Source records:
>> START

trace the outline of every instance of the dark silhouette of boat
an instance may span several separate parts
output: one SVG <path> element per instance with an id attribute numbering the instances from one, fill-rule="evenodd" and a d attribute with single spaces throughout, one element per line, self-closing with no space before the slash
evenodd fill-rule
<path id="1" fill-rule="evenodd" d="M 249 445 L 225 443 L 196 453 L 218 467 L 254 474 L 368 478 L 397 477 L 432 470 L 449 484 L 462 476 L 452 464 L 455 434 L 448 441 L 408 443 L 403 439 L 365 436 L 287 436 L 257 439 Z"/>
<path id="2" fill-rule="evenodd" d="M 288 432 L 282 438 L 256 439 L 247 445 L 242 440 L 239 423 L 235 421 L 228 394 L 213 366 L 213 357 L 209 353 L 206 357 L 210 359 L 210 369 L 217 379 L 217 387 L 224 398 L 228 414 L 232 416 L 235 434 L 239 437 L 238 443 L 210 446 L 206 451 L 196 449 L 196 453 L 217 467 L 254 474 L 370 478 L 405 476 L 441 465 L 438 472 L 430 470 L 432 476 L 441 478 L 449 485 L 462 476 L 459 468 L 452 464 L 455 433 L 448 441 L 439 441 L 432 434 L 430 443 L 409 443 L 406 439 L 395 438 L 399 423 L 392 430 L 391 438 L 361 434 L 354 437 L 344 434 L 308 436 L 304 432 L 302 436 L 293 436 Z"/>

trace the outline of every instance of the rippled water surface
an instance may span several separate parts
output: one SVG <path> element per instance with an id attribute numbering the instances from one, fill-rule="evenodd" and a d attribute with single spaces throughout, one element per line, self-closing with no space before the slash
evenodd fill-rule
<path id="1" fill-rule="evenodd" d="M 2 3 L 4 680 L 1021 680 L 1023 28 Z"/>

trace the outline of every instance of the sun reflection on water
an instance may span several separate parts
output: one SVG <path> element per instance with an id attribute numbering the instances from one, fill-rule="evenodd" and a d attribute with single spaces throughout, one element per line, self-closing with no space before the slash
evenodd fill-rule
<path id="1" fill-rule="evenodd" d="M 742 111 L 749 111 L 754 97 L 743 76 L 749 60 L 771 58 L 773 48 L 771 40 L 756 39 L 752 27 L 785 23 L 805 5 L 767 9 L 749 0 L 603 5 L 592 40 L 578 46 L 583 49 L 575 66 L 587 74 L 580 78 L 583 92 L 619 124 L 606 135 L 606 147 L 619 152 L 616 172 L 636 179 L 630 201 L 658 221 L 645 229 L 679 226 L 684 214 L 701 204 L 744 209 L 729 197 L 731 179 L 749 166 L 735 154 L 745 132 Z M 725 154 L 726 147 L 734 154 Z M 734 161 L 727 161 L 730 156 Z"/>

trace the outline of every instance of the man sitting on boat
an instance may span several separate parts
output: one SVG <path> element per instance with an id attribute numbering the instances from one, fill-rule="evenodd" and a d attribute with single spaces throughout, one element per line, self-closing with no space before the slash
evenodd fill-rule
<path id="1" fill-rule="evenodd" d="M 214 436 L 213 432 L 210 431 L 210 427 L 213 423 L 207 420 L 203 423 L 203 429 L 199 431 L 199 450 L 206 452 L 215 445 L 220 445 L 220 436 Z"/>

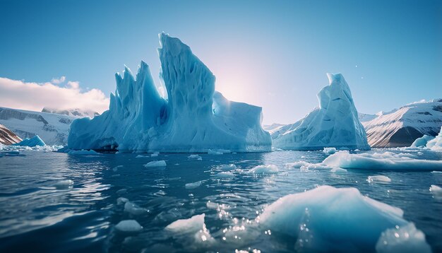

>> END

Render all the source records above as a JSON list of strings with one string per line, leaving out blank lines and the pictures.

* _Reply to the exercise_:
[
  "trace the outline of every instance of the dark silhouette of boat",
  "an instance may span several separate parts",
  "output: one SVG <path> element per instance with an id attribute numbering the instances from one, fill-rule=\"evenodd\" and a d attribute with single spaces throughout, one element per line, self-closing with no space before the slash",
  "evenodd fill-rule",
  "<path id=\"1\" fill-rule=\"evenodd\" d=\"M 249 445 L 225 443 L 196 453 L 218 467 L 254 474 L 368 478 L 397 477 L 432 470 L 449 484 L 462 476 L 452 464 L 455 434 L 448 441 L 408 443 L 403 439 L 365 436 L 287 436 L 257 439 Z\"/>",
  "<path id=\"2\" fill-rule=\"evenodd\" d=\"M 288 432 L 282 438 L 256 439 L 247 445 L 242 440 L 239 423 L 235 421 L 228 394 L 213 366 L 213 357 L 209 353 L 206 357 L 210 359 L 210 369 L 217 379 L 217 387 L 224 398 L 228 414 L 232 416 L 235 434 L 239 437 L 238 443 L 210 446 L 206 451 L 196 449 L 196 453 L 217 467 L 254 474 L 370 478 L 405 476 L 441 465 L 438 472 L 430 470 L 432 476 L 441 478 L 449 485 L 462 476 L 459 468 L 452 464 L 455 433 L 448 441 L 439 441 L 432 434 L 430 443 L 409 443 L 406 439 L 395 438 L 399 423 L 392 430 L 391 438 L 361 434 L 354 437 L 344 434 L 308 436 L 304 432 L 302 436 L 293 436 Z\"/>",
  "trace the outline of every instance of the rippled water surface",
  "an instance may span several separate parts",
  "output: one SVG <path> element per instance with an id attribute numbering the instances from one, fill-rule=\"evenodd\" and a d attribute with single spaces throughout, one element per line, self-closing with no space before the slash",
  "evenodd fill-rule",
  "<path id=\"1\" fill-rule=\"evenodd\" d=\"M 2 3 L 4 680 L 1021 680 L 1023 28 Z\"/>",
  "trace the outline of every instance of the sun reflection on water",
  "an instance may span several separate parts",
  "output: one SVG <path> element per instance with an id attribute numbering the instances from one, fill-rule=\"evenodd\" and a d attribute with single spaces throughout, one element per line, self-closing with no space before the slash",
  "evenodd fill-rule",
  "<path id=\"1\" fill-rule=\"evenodd\" d=\"M 742 111 L 749 111 L 754 97 L 743 76 L 749 60 L 771 58 L 773 48 L 771 40 L 756 39 L 752 27 L 785 23 L 805 5 L 767 9 L 749 0 L 603 5 L 592 40 L 578 46 L 583 49 L 575 66 L 587 74 L 580 78 L 583 92 L 619 124 L 606 135 L 606 147 L 619 152 L 616 172 L 636 179 L 630 201 L 658 221 L 645 229 L 679 226 L 684 214 L 701 204 L 744 209 L 729 197 L 731 179 L 749 166 L 735 154 L 745 132 Z M 725 154 L 726 147 L 734 154 Z M 734 161 L 727 161 L 730 156 Z\"/>",
  "trace the outline of every instance of the man sitting on boat",
  "an instance may span several separate parts",
  "output: one SVG <path> element per instance with an id attribute numbering the instances from one, fill-rule=\"evenodd\" and a d attribute with single spaces throughout, one element per line, self-closing with no space before the slash",
  "evenodd fill-rule",
  "<path id=\"1\" fill-rule=\"evenodd\" d=\"M 214 436 L 213 432 L 210 431 L 210 427 L 213 423 L 207 420 L 203 423 L 203 429 L 199 431 L 199 450 L 206 452 L 215 445 L 220 445 L 220 436 Z\"/>"
]